**Textauszug**

• • • • • • •

Übernahme von sonstigem Archivgut

§ 13. (1) Das Österreichische Staatsarchiv kann Archivgut, das ihm nach diesem Gesetz nicht anzubieten ist, auf vertraglicher Grundlage oder durch letztwillige Verfügung für den Bund erwerben oder in Verwahrung nehmen, soweit daran ein öffentliches Interesse besteht.

(2) Das gemäß Abs. 1 erworbene oder in Verwahrung genommene Archivgut unterliegt, wenn nicht ausdrücklich anderes vereinbart ist, den Bestimmungen dieses Bundesgesetzes.

Zuwendungen an das Österreichische Staatsarchiv

§ 14. (1) Das Österreichische Staatsarchiv kann für den Bund durch Schenkungen und letztwillige Verfügungen Vermögen erwerben. Für einen derartigen Erwerb von beweglichem und unbeweglichem Vermögen bedarf es der Zustimmung des Bundeskanzlers im Einvernehmen mit dem Bundesminister für Finanzen.

• • • • • • •

**Datensätze**
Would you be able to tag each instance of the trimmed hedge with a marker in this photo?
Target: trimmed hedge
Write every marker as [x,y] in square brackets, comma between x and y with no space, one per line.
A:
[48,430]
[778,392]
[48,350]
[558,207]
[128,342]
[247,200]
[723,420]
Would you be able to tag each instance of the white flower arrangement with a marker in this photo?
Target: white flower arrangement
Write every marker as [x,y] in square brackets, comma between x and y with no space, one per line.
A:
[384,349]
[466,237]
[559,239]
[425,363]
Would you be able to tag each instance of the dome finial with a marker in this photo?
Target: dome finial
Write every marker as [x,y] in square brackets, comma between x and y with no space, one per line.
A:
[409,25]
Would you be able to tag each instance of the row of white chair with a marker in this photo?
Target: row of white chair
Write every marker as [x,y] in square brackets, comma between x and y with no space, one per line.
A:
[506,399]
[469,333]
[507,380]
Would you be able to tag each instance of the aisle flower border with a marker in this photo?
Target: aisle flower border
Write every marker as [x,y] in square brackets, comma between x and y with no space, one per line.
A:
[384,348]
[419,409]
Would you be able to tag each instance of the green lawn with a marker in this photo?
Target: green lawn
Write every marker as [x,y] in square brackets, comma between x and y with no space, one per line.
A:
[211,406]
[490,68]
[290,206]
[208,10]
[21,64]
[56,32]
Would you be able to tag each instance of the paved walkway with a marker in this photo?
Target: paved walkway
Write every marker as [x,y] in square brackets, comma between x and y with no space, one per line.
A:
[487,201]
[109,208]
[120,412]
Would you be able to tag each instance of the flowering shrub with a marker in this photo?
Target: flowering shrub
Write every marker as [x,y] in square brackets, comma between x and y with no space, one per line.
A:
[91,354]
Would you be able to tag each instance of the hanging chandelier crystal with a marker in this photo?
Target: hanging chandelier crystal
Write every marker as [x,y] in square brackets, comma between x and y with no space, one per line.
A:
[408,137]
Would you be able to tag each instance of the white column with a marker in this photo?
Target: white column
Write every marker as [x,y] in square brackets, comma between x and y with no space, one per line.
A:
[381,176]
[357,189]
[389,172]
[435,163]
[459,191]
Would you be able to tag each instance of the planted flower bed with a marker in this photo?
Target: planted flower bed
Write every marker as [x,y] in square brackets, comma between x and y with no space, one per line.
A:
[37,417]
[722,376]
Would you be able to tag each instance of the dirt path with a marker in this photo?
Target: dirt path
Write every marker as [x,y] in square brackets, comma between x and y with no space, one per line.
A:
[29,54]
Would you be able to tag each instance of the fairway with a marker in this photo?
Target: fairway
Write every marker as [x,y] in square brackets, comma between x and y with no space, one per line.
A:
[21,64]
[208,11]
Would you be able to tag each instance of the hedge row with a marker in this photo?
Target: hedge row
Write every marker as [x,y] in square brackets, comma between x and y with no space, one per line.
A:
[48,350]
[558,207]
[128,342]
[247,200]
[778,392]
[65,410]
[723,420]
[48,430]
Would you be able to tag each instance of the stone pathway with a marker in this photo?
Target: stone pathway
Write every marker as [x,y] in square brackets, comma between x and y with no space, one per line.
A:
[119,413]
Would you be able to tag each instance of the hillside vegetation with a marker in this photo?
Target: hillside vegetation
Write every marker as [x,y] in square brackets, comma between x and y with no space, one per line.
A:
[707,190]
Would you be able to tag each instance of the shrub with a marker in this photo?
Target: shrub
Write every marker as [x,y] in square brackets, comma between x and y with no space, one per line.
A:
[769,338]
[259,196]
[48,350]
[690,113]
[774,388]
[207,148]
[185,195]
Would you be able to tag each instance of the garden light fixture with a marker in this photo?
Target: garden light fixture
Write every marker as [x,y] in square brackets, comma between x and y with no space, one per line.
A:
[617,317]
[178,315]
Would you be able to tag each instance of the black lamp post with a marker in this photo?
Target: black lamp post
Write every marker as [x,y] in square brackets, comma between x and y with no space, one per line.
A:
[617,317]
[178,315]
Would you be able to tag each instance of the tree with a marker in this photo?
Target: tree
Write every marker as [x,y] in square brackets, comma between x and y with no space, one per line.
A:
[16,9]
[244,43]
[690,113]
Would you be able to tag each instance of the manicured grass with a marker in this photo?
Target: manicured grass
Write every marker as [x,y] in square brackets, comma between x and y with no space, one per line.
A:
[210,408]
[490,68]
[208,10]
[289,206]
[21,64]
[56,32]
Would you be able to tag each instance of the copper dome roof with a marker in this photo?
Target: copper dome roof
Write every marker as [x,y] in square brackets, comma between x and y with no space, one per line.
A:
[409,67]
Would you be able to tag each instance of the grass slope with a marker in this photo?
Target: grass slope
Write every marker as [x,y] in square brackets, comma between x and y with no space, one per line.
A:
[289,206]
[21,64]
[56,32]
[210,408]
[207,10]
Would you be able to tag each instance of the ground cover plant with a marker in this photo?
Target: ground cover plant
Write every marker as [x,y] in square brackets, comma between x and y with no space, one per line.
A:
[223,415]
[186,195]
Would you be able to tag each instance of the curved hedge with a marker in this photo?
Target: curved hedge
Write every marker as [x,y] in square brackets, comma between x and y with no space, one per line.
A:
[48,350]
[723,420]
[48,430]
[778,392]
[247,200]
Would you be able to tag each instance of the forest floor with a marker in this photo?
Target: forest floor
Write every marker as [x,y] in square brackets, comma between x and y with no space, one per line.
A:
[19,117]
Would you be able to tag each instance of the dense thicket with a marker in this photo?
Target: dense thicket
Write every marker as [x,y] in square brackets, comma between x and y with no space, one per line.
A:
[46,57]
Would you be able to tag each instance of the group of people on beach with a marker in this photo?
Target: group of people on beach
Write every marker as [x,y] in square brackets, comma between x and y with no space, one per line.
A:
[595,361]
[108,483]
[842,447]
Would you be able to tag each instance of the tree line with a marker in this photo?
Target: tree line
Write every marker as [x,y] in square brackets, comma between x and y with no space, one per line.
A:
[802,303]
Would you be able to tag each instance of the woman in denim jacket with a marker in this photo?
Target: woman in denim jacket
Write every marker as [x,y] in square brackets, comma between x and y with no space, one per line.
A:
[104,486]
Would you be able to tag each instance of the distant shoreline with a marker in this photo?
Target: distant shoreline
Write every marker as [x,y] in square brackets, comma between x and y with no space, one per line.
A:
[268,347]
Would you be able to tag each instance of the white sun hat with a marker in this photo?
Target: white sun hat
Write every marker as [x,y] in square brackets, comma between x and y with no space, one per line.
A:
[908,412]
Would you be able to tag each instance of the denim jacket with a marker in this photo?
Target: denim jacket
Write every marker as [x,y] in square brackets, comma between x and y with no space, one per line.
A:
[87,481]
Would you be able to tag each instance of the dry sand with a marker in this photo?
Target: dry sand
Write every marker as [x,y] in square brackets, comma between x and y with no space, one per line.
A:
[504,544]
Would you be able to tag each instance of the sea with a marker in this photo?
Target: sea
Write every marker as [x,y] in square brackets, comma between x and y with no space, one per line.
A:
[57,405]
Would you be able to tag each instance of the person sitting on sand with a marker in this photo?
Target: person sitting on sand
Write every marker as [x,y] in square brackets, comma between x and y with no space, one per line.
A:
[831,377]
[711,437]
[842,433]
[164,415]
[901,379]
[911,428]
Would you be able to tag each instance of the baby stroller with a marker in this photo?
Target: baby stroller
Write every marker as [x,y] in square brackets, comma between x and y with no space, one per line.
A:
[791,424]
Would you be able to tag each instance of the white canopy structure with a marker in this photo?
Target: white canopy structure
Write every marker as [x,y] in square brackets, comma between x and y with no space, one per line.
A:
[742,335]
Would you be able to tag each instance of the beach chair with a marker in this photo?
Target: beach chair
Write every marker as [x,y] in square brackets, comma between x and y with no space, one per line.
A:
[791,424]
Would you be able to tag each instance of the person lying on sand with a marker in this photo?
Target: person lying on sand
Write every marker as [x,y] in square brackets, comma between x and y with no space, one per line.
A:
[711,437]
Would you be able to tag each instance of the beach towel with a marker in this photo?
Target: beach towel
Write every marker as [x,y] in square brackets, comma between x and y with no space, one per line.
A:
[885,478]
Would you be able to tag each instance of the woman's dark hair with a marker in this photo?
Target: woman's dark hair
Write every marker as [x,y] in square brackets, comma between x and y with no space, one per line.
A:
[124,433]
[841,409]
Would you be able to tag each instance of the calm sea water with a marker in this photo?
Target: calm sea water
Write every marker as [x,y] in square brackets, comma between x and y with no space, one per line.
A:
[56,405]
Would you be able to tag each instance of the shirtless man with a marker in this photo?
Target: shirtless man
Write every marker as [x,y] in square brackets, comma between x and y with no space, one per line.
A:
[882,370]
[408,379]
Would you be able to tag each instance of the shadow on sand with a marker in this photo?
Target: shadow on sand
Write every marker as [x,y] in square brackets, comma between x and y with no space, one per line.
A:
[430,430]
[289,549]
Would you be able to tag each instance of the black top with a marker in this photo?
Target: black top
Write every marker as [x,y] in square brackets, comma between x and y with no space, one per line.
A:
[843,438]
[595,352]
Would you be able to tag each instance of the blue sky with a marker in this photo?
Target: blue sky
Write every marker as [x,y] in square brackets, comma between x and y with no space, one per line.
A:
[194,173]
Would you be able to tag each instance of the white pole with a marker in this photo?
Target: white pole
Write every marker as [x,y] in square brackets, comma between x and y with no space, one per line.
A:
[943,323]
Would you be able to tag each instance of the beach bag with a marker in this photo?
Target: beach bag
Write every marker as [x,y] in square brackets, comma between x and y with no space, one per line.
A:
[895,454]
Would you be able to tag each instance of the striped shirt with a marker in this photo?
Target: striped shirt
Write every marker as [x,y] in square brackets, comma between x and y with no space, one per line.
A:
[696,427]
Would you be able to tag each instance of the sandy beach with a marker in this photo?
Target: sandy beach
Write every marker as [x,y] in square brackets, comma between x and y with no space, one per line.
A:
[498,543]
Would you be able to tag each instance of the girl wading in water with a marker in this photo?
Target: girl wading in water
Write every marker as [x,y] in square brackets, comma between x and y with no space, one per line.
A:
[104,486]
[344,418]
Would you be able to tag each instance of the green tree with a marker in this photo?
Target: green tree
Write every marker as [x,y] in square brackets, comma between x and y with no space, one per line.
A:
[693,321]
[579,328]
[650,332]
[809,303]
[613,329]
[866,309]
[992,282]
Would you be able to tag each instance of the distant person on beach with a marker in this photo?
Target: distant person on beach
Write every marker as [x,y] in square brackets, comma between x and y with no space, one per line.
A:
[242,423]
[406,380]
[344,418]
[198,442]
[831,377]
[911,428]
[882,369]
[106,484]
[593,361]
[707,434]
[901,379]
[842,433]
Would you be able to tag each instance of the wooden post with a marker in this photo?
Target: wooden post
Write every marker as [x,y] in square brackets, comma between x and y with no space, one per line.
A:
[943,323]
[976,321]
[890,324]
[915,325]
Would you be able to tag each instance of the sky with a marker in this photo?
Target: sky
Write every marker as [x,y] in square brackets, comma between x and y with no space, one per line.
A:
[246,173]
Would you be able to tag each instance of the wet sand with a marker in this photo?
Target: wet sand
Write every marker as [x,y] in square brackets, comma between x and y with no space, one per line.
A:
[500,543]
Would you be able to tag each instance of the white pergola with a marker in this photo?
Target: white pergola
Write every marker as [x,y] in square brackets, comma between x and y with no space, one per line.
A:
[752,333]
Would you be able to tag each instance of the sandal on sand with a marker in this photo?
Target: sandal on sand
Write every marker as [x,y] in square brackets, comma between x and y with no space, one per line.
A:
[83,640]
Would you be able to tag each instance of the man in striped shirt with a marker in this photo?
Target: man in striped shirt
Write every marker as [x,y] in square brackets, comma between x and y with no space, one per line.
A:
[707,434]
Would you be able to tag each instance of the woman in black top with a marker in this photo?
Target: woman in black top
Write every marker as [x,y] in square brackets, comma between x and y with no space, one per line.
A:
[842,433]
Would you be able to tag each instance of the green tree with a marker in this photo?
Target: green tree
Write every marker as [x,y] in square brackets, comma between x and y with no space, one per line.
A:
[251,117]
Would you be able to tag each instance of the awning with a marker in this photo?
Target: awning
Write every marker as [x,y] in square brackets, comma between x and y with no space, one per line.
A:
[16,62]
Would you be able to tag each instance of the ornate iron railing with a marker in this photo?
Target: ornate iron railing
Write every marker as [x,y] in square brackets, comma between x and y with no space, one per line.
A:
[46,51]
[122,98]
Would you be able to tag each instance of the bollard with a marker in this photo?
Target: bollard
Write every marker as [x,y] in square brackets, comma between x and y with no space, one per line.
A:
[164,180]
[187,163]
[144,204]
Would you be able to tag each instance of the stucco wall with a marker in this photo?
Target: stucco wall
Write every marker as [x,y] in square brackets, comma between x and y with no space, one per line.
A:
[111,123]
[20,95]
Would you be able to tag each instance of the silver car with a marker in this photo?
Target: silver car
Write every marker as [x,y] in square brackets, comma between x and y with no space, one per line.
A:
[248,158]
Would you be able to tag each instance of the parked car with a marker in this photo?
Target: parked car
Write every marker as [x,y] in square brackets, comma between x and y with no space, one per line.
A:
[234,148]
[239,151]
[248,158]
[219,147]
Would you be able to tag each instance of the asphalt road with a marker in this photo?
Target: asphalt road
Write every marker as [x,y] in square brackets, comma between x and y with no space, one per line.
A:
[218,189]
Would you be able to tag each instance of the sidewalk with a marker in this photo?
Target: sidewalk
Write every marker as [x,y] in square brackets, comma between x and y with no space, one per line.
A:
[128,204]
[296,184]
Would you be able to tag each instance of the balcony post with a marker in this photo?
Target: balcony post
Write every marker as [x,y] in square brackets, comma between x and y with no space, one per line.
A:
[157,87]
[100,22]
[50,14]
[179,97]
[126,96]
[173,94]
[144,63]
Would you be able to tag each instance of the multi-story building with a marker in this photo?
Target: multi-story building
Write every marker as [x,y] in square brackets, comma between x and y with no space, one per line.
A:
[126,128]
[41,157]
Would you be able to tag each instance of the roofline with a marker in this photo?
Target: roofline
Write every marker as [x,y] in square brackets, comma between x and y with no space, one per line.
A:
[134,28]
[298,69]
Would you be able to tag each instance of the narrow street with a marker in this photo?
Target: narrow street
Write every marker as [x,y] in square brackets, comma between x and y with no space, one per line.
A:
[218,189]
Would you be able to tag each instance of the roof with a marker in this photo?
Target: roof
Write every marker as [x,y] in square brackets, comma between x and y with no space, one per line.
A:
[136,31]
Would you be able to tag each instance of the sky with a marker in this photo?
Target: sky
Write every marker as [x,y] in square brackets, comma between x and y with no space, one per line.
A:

• • • • • • •

**Aufgaben**
a – Ändere im Gesetzestext zum Staatsarchiv den Abschnitt von „(2) Das gemäß“ bis einschließlich „Bundesminister für Finanzen.“ ab. Ersetze dabei „Schenkungen“ durch „Spenden“ und gib den Abschnitt vollständig wieder.
b – Führe den Gesetzestext zum Staatsarchiv im Anschluss an seinen letzten Satz weiter.

**Lösungen**
a –
(2) Das gemäß Abs. 1 erworbene oder in Verwahrung genommene Archivgut unterliegt, wenn nicht ausdrücklich anderes vereinbart ist, den Bestimmungen dieses Bundesgesetzes.

Zuwendungen an das Österreichische Staatsarchiv

§ 14. (1) Das Österreichische Staatsarchiv kann für den Bund durch Spenden und letztwillige Verfügungen Vermögen erwerben. Für einen derartigen Erwerb von beweglichem und unbeweglichem Vermögen bedarf es der Zustimmung des Bundeskanzlers im Einvernehmen mit dem Bundesminister für Finanzen.

b –
(2) Das Österreichische Staatsarchiv darf das Vermögen gemäß Abs. 1 für seine Zwecke verwenden, sofern keine andere Zweckwidmung vom Schenker oder Erblasser bestimmt worden ist.

3. Abschnitt

Schluss und Übergangsbestimmungen

Abgrenzung zu sonstigen Bundesgesetzen

§ 15. Andere gesetzliche Bestimmungen, die Einsichts-, Mitteilungs- und Vorlagerechte und
-pflichten sowie Auskunftspflichten regeln, bleiben unberührt; ebenso die Bestimmungen des Personen­standsgesetzes, BGBl. Nr. 60/1983, über die Aufbewahrung von Büchern und Akten sowie die Rechte nach dem Urheberrechtsgesetz.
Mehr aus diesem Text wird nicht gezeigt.